### DATA FOR THIS TASK
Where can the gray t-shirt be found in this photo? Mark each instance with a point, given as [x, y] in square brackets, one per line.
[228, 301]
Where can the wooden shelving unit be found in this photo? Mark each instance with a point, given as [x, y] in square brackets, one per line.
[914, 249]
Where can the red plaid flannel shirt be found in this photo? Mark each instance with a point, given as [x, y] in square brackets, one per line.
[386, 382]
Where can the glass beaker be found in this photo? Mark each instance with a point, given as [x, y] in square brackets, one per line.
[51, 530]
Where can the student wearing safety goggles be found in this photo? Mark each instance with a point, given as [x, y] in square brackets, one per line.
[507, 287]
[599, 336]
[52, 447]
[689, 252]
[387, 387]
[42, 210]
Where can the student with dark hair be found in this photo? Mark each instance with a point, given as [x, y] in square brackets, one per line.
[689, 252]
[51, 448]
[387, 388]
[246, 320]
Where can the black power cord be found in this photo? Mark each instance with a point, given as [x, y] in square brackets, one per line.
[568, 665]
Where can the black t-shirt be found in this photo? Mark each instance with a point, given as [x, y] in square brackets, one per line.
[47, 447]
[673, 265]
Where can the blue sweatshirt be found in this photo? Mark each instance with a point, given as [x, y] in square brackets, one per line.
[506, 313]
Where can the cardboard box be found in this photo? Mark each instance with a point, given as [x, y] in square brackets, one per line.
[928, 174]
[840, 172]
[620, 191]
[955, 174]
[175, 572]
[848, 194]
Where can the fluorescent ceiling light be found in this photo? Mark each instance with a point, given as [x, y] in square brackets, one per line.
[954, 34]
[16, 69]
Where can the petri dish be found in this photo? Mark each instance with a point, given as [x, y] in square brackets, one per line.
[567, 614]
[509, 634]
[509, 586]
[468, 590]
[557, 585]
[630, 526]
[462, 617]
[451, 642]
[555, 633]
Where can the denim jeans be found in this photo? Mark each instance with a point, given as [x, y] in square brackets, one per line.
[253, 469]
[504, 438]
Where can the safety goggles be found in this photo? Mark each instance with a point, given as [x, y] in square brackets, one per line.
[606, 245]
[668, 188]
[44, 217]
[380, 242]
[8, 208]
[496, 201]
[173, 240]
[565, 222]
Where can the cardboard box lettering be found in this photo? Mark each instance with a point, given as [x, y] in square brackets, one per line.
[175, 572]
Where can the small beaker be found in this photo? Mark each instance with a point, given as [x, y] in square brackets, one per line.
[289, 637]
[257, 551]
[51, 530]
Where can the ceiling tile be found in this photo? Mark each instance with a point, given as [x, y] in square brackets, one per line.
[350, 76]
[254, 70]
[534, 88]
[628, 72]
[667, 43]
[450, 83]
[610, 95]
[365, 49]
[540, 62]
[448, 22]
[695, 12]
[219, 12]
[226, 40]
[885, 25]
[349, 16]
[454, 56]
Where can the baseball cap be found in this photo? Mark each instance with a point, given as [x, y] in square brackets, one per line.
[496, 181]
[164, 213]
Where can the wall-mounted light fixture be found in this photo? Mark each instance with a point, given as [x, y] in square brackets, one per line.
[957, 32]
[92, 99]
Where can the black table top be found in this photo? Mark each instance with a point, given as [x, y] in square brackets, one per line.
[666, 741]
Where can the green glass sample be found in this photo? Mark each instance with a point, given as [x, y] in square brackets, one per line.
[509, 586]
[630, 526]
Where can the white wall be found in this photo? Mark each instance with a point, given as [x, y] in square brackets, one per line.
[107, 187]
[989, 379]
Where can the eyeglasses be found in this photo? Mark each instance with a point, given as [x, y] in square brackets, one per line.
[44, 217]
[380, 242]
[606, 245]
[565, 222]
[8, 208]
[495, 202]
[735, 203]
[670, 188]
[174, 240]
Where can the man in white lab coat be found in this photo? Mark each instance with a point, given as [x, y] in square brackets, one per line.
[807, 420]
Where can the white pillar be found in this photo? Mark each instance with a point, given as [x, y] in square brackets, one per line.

### REQUIREMENT
Verbatim and in full, return the listing above.

### OUTPUT OF THE TASK
Where can the gray t-shirt be found in this photo? Mark each instance with a point, given as [x, y] in square brackets, one per line.
[228, 301]
Where can the wooden shelving unit be found in this photo? Mark each instance with a point, given as [x, y] in square brackets, one per line.
[914, 249]
Where can the red plaid flannel shirt be found in this photo? Mark each instance with a point, given as [x, y] in square brackets, one per line.
[386, 382]
Where can the glass beaker be found in this photo? Mark each instance with a point, given as [x, y] in square brackets, one per line.
[51, 530]
Where can the student wearing safety goggles be found in this photo? Mark each instance with a point, given as [x, y] in square brackets, one per line.
[507, 287]
[599, 336]
[52, 447]
[689, 252]
[387, 387]
[42, 210]
Where can the student with dark hair be found in this photo? Mark each instance with a point, given as [x, y] in square brackets, one per line.
[689, 252]
[51, 448]
[387, 388]
[246, 320]
Where can the black power cord be found in this photo? Mark each instance with a point, given as [x, y] in square brackets, one per line.
[568, 665]
Where can the black t-shirt be found in this photo? Mark each instance with a point, given as [x, y] in square brackets, one per line.
[47, 447]
[673, 265]
Where can the blue sweatshirt be found in this photo? Mark each instance with a point, given as [x, y] in square brackets, one per line.
[506, 313]
Where can the cardboard box be found in this photo? Mark each instance with a point, given as [x, y] in square brackets, one per line.
[928, 174]
[840, 172]
[620, 191]
[955, 174]
[175, 572]
[848, 194]
Where can the fluorescent ceiling light be found in this photo? Mark each instance with a point, given as [x, y] in square brackets, one per line.
[954, 34]
[16, 69]
Where can the petri dish be found in this photo? Mark each instance with a point, given as [x, y] in square brackets, one per line.
[567, 614]
[509, 634]
[509, 586]
[468, 590]
[557, 585]
[630, 526]
[462, 617]
[451, 642]
[555, 633]
Where can the denim jeans be found in this photo? Mark each instance with a point, given as [x, y] in square brackets, one per line.
[253, 469]
[504, 438]
Where can the safety goggles be found in this photo? Mark each instance with a point, given as [x, y] in square brackets, one per line.
[606, 245]
[668, 188]
[44, 217]
[380, 242]
[8, 208]
[496, 201]
[173, 240]
[565, 222]
Where can the cardboard box lettering be found in this photo? Mark each instance with a point, given as [x, y] in square brackets, one per line.
[175, 572]
Where can the small beaker be found in this photo? Mark each instance with a point, given as [x, y] in square brackets, one per line.
[289, 637]
[257, 551]
[51, 530]
Where can the ceiling tile be found in this photo? Mark each instance with a point, given as [x, y] in square brackets, one per line.
[350, 76]
[254, 70]
[534, 88]
[628, 72]
[667, 43]
[450, 83]
[610, 95]
[365, 49]
[540, 62]
[448, 22]
[695, 12]
[219, 12]
[226, 40]
[885, 25]
[349, 16]
[454, 56]
Where can the baseball cap be found in this photo? Mark each instance with a point, given as [x, y] in square brackets, one per line.
[496, 181]
[164, 213]
Where can the wall-mounted light fixture be found in this photo? Mark each instance with a point, given as [x, y] in square brackets, one per line.
[957, 32]
[92, 99]
Where can the black table top be found in this photo? Mark each instance with a point, given as [x, y] in square brackets, one per line.
[666, 741]
Where can the green glass sample be found in this photo? Mark each instance with a point, given as [x, y] in square brackets, one per line.
[509, 586]
[630, 526]
Where can the white wall be found in this photo? Mark each instance with a point, given as [x, y] in square brackets, one per line.
[107, 187]
[989, 379]
Where can the eyeglasses be found in this photo? Mark each instance with a point, given as [x, y] in square brackets, one per line.
[44, 217]
[380, 242]
[606, 245]
[565, 222]
[8, 208]
[495, 202]
[735, 203]
[670, 188]
[174, 240]
Where can the man in white lab coat be found in this photo? Mark each instance with a point, given as [x, y] in square brackets, one per line.
[807, 420]
Where can the white pillar be found in this photo? Mark each instance with a point, given as [x, y] in square brackets, one per line.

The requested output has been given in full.